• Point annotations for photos
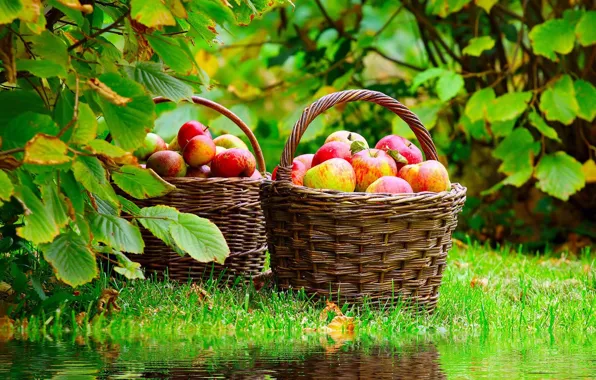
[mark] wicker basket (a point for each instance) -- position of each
(357, 246)
(231, 203)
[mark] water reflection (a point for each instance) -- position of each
(310, 357)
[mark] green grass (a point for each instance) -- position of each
(514, 293)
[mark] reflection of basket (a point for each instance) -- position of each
(231, 203)
(359, 245)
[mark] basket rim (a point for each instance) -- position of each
(456, 190)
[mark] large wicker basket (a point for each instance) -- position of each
(357, 246)
(231, 203)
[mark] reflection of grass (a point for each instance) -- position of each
(483, 291)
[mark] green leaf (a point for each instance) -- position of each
(585, 94)
(200, 238)
(478, 45)
(151, 13)
(103, 147)
(425, 76)
(41, 68)
(173, 52)
(85, 129)
(559, 175)
(517, 152)
(558, 102)
(71, 258)
(43, 149)
(50, 47)
(141, 183)
(585, 30)
(480, 101)
(128, 123)
(6, 186)
(116, 233)
(39, 222)
(552, 36)
(542, 127)
(157, 82)
(128, 268)
(158, 220)
(90, 173)
(24, 127)
(449, 85)
(509, 106)
(486, 4)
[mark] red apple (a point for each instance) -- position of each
(346, 137)
(233, 162)
(306, 159)
(370, 165)
(152, 143)
(333, 174)
(200, 150)
(189, 130)
(334, 149)
(167, 163)
(390, 184)
(201, 172)
(298, 172)
(403, 146)
(429, 175)
(229, 141)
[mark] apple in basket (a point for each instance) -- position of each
(202, 171)
(229, 141)
(429, 175)
(334, 149)
(200, 150)
(189, 130)
(233, 162)
(167, 163)
(152, 143)
(404, 147)
(346, 137)
(370, 165)
(298, 173)
(390, 184)
(333, 174)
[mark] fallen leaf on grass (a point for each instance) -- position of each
(479, 282)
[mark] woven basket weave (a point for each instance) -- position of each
(231, 203)
(357, 246)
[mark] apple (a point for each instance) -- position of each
(229, 141)
(428, 175)
(200, 150)
(189, 130)
(403, 146)
(202, 171)
(346, 137)
(333, 174)
(370, 165)
(298, 172)
(152, 143)
(233, 162)
(390, 184)
(167, 163)
(334, 149)
(306, 159)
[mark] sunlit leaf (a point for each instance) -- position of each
(559, 175)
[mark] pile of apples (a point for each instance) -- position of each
(346, 163)
(194, 153)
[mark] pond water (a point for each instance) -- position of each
(309, 357)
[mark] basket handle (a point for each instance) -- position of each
(233, 117)
(328, 101)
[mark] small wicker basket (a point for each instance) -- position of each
(231, 203)
(357, 246)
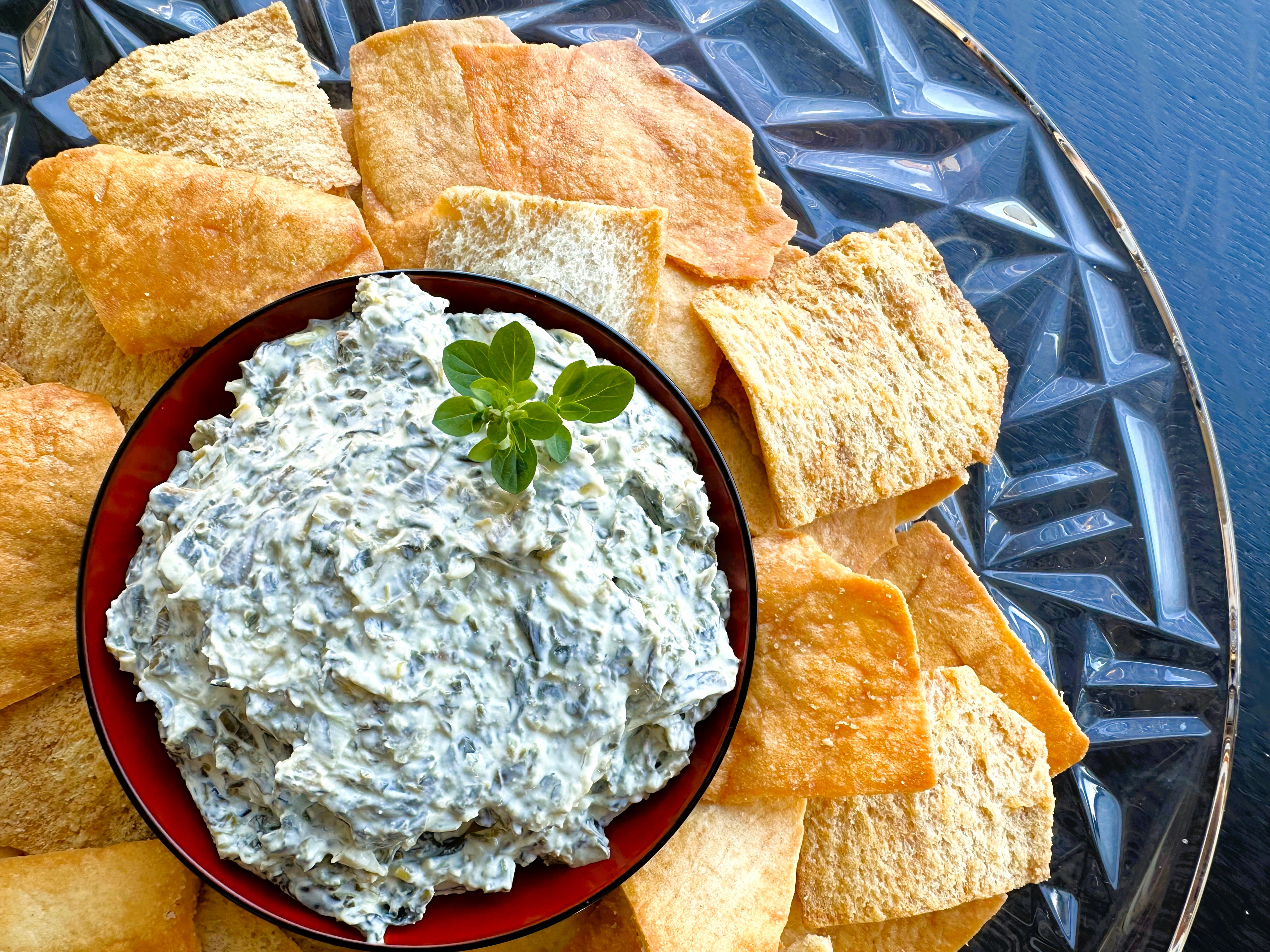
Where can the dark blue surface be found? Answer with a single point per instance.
(1168, 103)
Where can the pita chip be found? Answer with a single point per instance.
(345, 117)
(747, 470)
(241, 96)
(908, 386)
(982, 830)
(835, 702)
(131, 898)
(680, 343)
(55, 445)
(604, 122)
(171, 253)
(49, 331)
(224, 926)
(919, 502)
(415, 130)
(605, 259)
(958, 624)
(854, 537)
(728, 874)
(944, 931)
(56, 789)
(809, 944)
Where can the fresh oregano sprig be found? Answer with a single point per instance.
(497, 393)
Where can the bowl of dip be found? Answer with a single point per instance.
(383, 680)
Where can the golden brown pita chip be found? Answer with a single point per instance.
(603, 122)
(345, 117)
(171, 253)
(854, 537)
(605, 259)
(55, 445)
(241, 96)
(747, 470)
(226, 927)
(982, 830)
(727, 874)
(49, 331)
(919, 502)
(944, 931)
(680, 343)
(908, 386)
(957, 622)
(835, 702)
(413, 128)
(56, 789)
(131, 898)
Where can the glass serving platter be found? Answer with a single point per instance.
(1100, 527)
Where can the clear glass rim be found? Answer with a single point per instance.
(1223, 503)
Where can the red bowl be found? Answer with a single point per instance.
(541, 894)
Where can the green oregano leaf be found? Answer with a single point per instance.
(459, 417)
(559, 445)
(605, 393)
(483, 451)
(497, 390)
(513, 469)
(465, 361)
(511, 353)
(540, 421)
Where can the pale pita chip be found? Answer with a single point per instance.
(958, 624)
(727, 874)
(9, 377)
(49, 331)
(604, 122)
(241, 96)
(747, 470)
(982, 830)
(224, 926)
(918, 502)
(171, 253)
(680, 343)
(835, 702)
(413, 128)
(56, 789)
(55, 445)
(856, 537)
(605, 259)
(944, 931)
(131, 898)
(729, 389)
(809, 944)
(868, 372)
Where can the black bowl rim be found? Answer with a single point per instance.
(742, 683)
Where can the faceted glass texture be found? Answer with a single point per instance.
(1098, 525)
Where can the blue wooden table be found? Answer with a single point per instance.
(1168, 103)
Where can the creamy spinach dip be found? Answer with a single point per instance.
(381, 676)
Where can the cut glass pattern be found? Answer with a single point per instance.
(1094, 527)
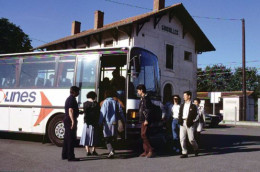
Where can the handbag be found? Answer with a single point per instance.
(120, 124)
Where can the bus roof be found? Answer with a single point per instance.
(110, 50)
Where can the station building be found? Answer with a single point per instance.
(169, 32)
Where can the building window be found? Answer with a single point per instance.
(169, 56)
(187, 56)
(109, 43)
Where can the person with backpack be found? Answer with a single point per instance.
(145, 116)
(89, 137)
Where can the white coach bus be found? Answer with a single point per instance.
(35, 85)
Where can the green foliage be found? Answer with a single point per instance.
(221, 78)
(216, 78)
(12, 38)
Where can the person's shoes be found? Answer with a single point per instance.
(184, 156)
(74, 159)
(143, 154)
(196, 152)
(150, 155)
(94, 153)
(111, 155)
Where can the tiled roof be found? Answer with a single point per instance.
(205, 95)
(180, 12)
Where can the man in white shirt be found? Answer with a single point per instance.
(187, 114)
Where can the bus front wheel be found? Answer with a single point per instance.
(56, 130)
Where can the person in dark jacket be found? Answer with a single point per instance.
(145, 116)
(70, 124)
(111, 111)
(187, 115)
(90, 132)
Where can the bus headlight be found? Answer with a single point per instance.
(133, 114)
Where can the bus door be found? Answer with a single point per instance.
(112, 75)
(86, 75)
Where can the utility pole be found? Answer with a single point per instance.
(244, 69)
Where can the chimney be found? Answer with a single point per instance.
(99, 19)
(158, 5)
(75, 28)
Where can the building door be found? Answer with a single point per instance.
(167, 93)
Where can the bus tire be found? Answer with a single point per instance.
(56, 130)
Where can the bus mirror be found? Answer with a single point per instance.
(136, 60)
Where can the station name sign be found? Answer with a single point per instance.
(170, 30)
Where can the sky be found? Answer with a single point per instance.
(49, 20)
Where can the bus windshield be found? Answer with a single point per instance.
(144, 69)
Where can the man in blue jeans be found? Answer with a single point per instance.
(175, 123)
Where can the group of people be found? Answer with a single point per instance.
(186, 121)
(105, 114)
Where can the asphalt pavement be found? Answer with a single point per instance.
(226, 148)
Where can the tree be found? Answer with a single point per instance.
(221, 78)
(12, 38)
(215, 78)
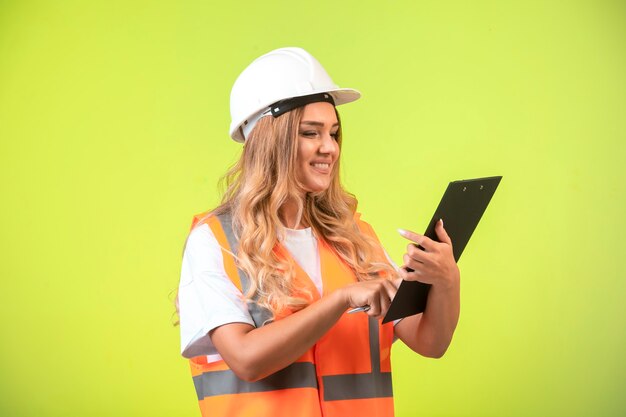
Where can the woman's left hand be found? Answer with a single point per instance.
(434, 264)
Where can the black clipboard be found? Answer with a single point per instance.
(461, 208)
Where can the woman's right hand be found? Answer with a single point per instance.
(377, 294)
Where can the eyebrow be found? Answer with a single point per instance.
(312, 123)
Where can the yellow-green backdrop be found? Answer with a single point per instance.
(113, 132)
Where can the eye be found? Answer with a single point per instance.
(309, 133)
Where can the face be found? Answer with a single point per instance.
(318, 150)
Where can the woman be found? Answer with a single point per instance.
(268, 276)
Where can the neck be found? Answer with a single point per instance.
(289, 215)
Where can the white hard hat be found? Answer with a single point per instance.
(277, 76)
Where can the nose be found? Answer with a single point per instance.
(328, 144)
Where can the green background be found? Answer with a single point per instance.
(113, 133)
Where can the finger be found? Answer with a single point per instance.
(441, 233)
(374, 310)
(390, 289)
(415, 252)
(385, 302)
(411, 263)
(421, 240)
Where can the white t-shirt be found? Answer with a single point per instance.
(207, 297)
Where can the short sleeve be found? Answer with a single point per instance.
(207, 298)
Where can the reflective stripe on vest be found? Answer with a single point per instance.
(259, 315)
(296, 375)
(376, 384)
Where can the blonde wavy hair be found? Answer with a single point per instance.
(255, 189)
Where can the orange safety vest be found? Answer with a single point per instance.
(346, 373)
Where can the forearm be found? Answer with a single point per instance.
(258, 352)
(430, 333)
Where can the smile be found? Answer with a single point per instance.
(321, 167)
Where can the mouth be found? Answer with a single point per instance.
(321, 167)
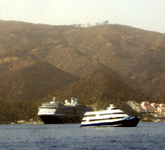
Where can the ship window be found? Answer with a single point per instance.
(89, 115)
(105, 119)
(111, 113)
(83, 121)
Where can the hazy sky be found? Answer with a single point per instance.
(144, 14)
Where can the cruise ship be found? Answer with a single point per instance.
(111, 117)
(58, 113)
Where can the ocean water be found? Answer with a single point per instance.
(146, 136)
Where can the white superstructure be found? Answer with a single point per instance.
(110, 117)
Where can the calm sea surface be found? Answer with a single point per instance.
(146, 136)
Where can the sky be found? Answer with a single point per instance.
(143, 14)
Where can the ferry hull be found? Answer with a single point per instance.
(52, 119)
(123, 123)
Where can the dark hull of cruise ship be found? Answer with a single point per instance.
(132, 122)
(52, 119)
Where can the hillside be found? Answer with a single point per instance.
(100, 89)
(136, 56)
(33, 82)
(97, 64)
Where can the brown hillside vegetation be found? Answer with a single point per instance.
(33, 82)
(36, 60)
(99, 89)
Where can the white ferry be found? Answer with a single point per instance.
(57, 113)
(111, 117)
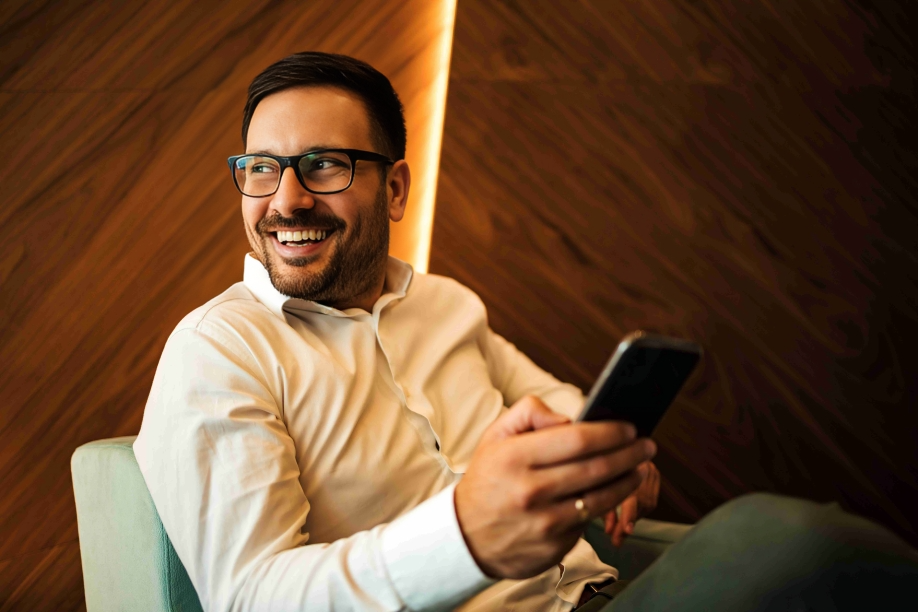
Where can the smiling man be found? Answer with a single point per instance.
(306, 430)
(333, 432)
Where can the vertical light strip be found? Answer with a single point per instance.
(427, 204)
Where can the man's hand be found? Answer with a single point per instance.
(637, 505)
(516, 502)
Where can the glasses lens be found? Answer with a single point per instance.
(326, 172)
(257, 175)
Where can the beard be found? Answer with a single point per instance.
(357, 261)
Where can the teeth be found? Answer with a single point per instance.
(285, 236)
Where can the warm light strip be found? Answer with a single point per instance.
(427, 201)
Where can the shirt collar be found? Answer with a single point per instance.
(255, 278)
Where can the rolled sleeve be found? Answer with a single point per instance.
(427, 557)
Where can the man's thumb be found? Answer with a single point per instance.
(528, 414)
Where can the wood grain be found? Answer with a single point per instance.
(740, 173)
(120, 217)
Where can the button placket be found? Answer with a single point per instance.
(430, 441)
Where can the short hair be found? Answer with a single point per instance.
(313, 68)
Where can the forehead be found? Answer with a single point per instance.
(296, 120)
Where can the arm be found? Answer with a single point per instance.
(222, 471)
(516, 376)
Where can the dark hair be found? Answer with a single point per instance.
(312, 68)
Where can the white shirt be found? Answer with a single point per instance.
(305, 458)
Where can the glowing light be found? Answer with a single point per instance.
(425, 114)
(421, 257)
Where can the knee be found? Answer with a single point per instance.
(759, 508)
(802, 528)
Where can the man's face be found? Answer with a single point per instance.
(351, 259)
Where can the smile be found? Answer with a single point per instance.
(301, 238)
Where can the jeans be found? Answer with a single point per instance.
(771, 553)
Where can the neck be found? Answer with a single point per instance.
(365, 301)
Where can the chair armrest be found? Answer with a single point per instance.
(128, 561)
(640, 549)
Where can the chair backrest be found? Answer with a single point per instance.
(128, 561)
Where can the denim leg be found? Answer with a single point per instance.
(771, 553)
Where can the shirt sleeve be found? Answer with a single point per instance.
(516, 376)
(221, 468)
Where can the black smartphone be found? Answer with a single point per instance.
(641, 380)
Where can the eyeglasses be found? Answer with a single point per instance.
(322, 171)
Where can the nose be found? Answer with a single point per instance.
(290, 195)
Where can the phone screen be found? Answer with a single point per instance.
(641, 385)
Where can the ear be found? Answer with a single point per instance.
(397, 183)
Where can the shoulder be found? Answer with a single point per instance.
(235, 319)
(235, 304)
(436, 288)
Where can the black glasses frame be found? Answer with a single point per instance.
(293, 161)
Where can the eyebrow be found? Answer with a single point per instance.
(302, 151)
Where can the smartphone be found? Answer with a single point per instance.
(641, 380)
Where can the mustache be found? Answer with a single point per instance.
(300, 218)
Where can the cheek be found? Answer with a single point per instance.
(253, 211)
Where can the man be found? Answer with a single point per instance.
(333, 432)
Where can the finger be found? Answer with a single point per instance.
(562, 481)
(629, 512)
(598, 501)
(528, 414)
(610, 522)
(576, 441)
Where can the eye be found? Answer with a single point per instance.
(326, 163)
(262, 168)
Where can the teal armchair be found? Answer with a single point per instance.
(129, 563)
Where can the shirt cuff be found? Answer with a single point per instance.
(427, 558)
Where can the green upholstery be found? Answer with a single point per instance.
(129, 563)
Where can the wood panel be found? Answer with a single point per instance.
(119, 216)
(740, 173)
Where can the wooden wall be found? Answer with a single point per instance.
(119, 216)
(740, 173)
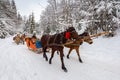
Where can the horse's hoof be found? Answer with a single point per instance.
(64, 69)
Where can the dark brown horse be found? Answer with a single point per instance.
(55, 42)
(85, 37)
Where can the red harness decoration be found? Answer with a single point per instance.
(67, 35)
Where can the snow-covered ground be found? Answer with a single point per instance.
(101, 61)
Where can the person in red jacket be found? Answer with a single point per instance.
(67, 35)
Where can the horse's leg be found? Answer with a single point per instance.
(77, 50)
(44, 53)
(69, 53)
(52, 55)
(62, 61)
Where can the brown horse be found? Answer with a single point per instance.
(55, 42)
(85, 37)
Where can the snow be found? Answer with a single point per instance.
(101, 61)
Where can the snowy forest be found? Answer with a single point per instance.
(72, 40)
(85, 15)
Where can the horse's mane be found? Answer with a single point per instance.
(84, 34)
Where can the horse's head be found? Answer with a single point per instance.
(73, 32)
(86, 37)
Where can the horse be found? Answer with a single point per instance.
(85, 37)
(55, 42)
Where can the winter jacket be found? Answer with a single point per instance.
(67, 35)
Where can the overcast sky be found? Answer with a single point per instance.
(26, 7)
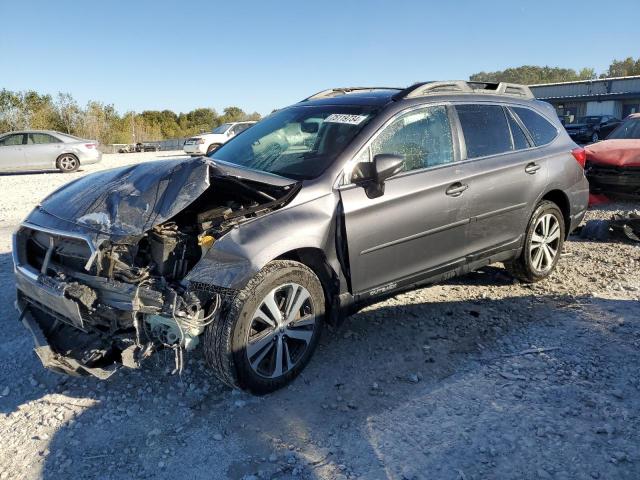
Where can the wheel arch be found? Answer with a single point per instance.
(562, 201)
(316, 260)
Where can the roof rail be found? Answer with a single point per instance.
(335, 92)
(461, 86)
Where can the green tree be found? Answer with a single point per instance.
(623, 68)
(532, 74)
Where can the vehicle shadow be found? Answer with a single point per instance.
(375, 402)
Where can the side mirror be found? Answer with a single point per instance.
(386, 165)
(372, 175)
(309, 127)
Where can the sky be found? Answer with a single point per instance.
(260, 55)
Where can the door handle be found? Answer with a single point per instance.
(456, 189)
(532, 168)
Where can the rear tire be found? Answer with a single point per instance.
(543, 243)
(67, 163)
(213, 147)
(266, 335)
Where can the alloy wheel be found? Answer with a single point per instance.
(545, 242)
(281, 330)
(68, 162)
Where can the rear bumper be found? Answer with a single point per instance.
(612, 179)
(90, 158)
(196, 149)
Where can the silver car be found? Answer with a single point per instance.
(321, 208)
(46, 150)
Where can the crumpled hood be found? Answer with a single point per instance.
(618, 153)
(130, 200)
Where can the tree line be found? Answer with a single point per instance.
(533, 74)
(99, 121)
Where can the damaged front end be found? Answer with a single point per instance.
(101, 282)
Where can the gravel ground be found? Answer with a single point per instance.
(436, 383)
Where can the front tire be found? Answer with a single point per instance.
(269, 331)
(542, 245)
(67, 163)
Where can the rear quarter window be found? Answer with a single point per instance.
(541, 130)
(485, 129)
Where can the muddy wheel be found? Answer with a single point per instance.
(67, 163)
(542, 246)
(213, 147)
(268, 333)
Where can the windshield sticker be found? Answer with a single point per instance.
(345, 118)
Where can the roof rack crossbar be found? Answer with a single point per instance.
(461, 86)
(334, 92)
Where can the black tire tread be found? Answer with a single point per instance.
(219, 335)
(518, 267)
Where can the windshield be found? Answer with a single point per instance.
(588, 120)
(222, 128)
(628, 130)
(298, 142)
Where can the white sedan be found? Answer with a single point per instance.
(46, 150)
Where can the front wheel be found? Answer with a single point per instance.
(67, 163)
(269, 331)
(542, 246)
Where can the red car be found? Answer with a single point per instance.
(613, 165)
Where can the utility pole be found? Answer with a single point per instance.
(133, 128)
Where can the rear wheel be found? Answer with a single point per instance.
(67, 163)
(542, 246)
(269, 331)
(213, 147)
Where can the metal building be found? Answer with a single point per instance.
(619, 96)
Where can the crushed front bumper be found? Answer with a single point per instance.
(54, 360)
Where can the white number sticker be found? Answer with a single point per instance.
(345, 118)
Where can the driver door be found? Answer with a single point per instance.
(418, 227)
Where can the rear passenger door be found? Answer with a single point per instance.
(509, 174)
(418, 226)
(42, 150)
(11, 152)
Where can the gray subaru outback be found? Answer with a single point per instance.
(346, 197)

• To do
Set down, word for word, every line from the line that holds "Where can the metal" to the end of the entries above, including both ends.

• Response for this exercise
Where can the metal building be found? Answer with a single point per instance.
(619, 96)
Where can the crushed front bumper be found? Answer with a single point per instance.
(54, 360)
Where can the white number sticker be found? Answer with a single point per instance.
(345, 118)
Where can the driver door be found? Answer with a single point per instance.
(418, 227)
Where can the rear passenger door be found? Answer with a single point per instance.
(509, 174)
(418, 226)
(42, 150)
(11, 152)
Where can the gray subaru outback be found? Answer with a single point per instance.
(346, 197)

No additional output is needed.